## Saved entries
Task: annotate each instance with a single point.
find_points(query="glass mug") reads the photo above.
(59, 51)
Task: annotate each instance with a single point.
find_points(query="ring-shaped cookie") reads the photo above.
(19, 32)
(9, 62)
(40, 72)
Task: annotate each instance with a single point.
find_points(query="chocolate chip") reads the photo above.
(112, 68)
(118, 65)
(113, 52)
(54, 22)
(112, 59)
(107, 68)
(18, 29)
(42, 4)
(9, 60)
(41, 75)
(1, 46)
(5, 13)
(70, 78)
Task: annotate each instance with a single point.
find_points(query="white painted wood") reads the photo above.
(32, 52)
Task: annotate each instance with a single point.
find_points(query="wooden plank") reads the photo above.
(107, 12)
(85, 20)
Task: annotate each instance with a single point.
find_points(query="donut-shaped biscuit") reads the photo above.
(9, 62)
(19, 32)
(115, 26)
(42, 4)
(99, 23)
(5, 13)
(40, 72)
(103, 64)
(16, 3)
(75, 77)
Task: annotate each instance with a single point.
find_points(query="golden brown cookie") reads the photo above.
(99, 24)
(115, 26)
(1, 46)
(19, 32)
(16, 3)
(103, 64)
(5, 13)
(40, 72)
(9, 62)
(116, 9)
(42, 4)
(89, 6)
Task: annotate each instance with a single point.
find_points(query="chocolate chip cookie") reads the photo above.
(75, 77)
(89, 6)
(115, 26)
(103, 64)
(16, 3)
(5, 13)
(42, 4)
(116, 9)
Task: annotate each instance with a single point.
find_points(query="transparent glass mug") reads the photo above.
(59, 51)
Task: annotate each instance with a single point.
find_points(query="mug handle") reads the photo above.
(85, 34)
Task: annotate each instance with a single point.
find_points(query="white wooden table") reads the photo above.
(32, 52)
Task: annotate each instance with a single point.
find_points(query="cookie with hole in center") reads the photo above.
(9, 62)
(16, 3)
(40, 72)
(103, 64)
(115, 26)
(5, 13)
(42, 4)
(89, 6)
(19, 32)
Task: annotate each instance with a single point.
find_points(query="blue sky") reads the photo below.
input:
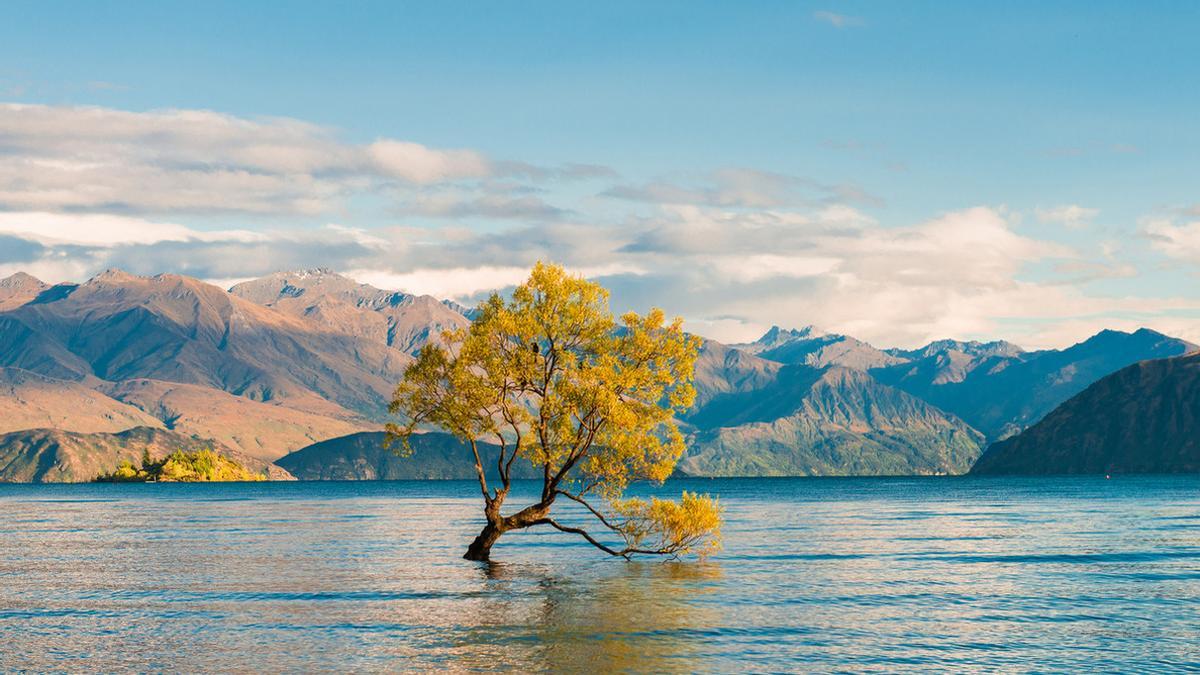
(839, 156)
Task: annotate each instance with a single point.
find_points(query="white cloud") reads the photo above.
(91, 159)
(835, 19)
(418, 163)
(1175, 239)
(1068, 215)
(462, 284)
(107, 231)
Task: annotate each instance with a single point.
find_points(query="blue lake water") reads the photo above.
(889, 574)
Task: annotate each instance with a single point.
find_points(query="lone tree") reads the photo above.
(555, 380)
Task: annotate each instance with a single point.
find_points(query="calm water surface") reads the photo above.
(817, 575)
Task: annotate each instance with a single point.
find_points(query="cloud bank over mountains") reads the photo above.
(732, 249)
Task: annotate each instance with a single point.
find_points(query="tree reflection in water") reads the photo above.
(618, 616)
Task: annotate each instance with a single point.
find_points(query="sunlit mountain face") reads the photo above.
(281, 363)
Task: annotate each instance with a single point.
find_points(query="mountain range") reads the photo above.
(294, 359)
(1141, 419)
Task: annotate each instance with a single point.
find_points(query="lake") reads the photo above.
(819, 574)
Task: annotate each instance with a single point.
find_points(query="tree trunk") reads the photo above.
(481, 548)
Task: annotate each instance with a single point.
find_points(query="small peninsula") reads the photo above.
(199, 466)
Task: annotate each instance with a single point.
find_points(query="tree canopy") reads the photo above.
(556, 380)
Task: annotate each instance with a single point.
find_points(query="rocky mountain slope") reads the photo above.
(178, 329)
(826, 422)
(336, 303)
(31, 401)
(293, 359)
(1000, 392)
(52, 455)
(1144, 418)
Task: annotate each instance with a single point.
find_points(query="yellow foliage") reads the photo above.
(556, 378)
(183, 467)
(690, 525)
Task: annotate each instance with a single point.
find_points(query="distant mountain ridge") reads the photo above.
(1144, 418)
(291, 360)
(399, 320)
(52, 455)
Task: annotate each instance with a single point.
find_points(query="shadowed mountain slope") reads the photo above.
(30, 401)
(826, 422)
(265, 431)
(51, 455)
(178, 329)
(1144, 418)
(1000, 393)
(399, 320)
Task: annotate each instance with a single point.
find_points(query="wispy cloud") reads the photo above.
(1068, 215)
(91, 159)
(835, 19)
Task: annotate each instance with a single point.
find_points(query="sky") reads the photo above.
(901, 172)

## REQUIRED WORK
Could you copy the data above exactly, leaving the pictures out?

## SOLUTION TO THIS EXERCISE
Task: annotate each instance with a single point.
find_points(query="glass mug") reads the photo above.
(59, 51)
Task: annotate each instance with a single point.
find_points(query="ring-shaped cookie") reads the photo above.
(19, 32)
(9, 62)
(40, 72)
Task: annotate each instance with a single point.
find_points(query="chocolate chip") reads the photo above.
(112, 68)
(118, 65)
(113, 52)
(54, 22)
(112, 59)
(107, 68)
(18, 29)
(42, 4)
(9, 60)
(41, 75)
(1, 46)
(5, 13)
(70, 78)
Task: annotate each instance with a single point.
find_points(query="white painted wood") reads the photo above.
(32, 52)
Task: annotate each instance with a single point.
find_points(query="wooden plank") reads the photo above.
(107, 12)
(85, 20)
Task: annotate each instance with a single point.
find_points(query="donut-shaped biscuit") reads the photo above.
(9, 62)
(19, 32)
(115, 26)
(42, 4)
(99, 23)
(5, 13)
(40, 72)
(103, 64)
(16, 3)
(75, 77)
Task: annotate each instance with a single point.
find_points(query="golden brown cookie") reads the photo above.
(99, 24)
(115, 26)
(1, 46)
(19, 32)
(16, 3)
(103, 64)
(5, 13)
(40, 72)
(9, 62)
(116, 9)
(42, 4)
(89, 6)
Task: annotate each instance with a single point.
find_points(query="chocolate chip cookie") reads the photo above.
(75, 77)
(89, 6)
(115, 26)
(103, 64)
(16, 3)
(5, 13)
(42, 4)
(116, 9)
Task: annotate each instance with a single point.
find_points(query="transparent glass mug") reads the photo above.
(59, 51)
Task: annotate each instance with a single point.
find_points(query="mug handle") reads the photo above.
(85, 34)
Task: annotate each instance with a single point.
find_points(query="white wooden table") reads the photo above.
(32, 52)
Task: annotate each instance with a single point.
find_points(query="cookie with hole in center") reads the photo above.
(9, 62)
(16, 3)
(40, 72)
(103, 64)
(115, 26)
(5, 13)
(42, 4)
(89, 6)
(19, 32)
Task: annotate each instance with a single point.
find_points(query="blue sky") reads the photo below.
input:
(839, 156)
Task: annotate each instance with a single point.
find_points(query="white cloud") reads the photo above.
(91, 159)
(835, 19)
(418, 163)
(1175, 239)
(1068, 215)
(462, 284)
(107, 231)
Task: annotate each instance with a single point.
find_points(query="blue lake water") reads the photo above.
(889, 574)
Task: annotate each instance with a single point.
find_points(query="lone tree") reads the photo above.
(555, 380)
Task: annotate each instance with a single point.
find_points(query="calm water surface") reads the photo above.
(817, 575)
Task: annotate each instance with a single point.
find_points(query="cloud bank over mountains") reads the photo above.
(732, 249)
Task: annotate each instance with a single point.
find_points(query="tree reflection in water") reads the photo above.
(618, 616)
Task: annotate each instance with a single point.
find_points(query="sunlit mountain face") reads the photo above.
(281, 363)
Task: annotate each instance with a single point.
find_points(query="mountain range") reads the photo above.
(294, 359)
(1141, 419)
Task: annotate each instance with a single point.
find_points(query="lake") reads the photo above.
(819, 574)
Task: annotate each instance with a single point.
find_points(query="tree trunk") reads the photo above.
(481, 548)
Task: annotate each instance with a single point.
find_points(query="small peninsula") reads the photo above.
(199, 466)
Task: annotate each instance with a single point.
find_points(query="tree canopy") reads the photo above.
(556, 380)
Task: annotate each instance with a single point.
find_points(query="rocky mountain slope") reads the photo above.
(178, 329)
(826, 422)
(336, 303)
(31, 401)
(293, 359)
(1000, 392)
(52, 455)
(1144, 418)
Task: annotate each instance with a single point.
find_points(query="yellow foliage") reads the photo above.
(556, 378)
(183, 467)
(690, 525)
Task: annotate each instance with a single point.
find_points(query="distant mountain ridge") reads the photo above.
(1144, 418)
(291, 360)
(399, 320)
(52, 455)
Task: annotate each instance with a single point.
find_points(query="shadowed mountain slope") reads the photo above.
(30, 401)
(826, 422)
(265, 431)
(51, 455)
(178, 329)
(1144, 418)
(1000, 393)
(399, 320)
Task: annotate each instance with a single point.
find_points(query="wispy cloud") reads the photo above.
(1068, 215)
(91, 159)
(835, 19)
Task: annotate each instance with a single point.
find_points(query="sky") reads the photo above.
(901, 172)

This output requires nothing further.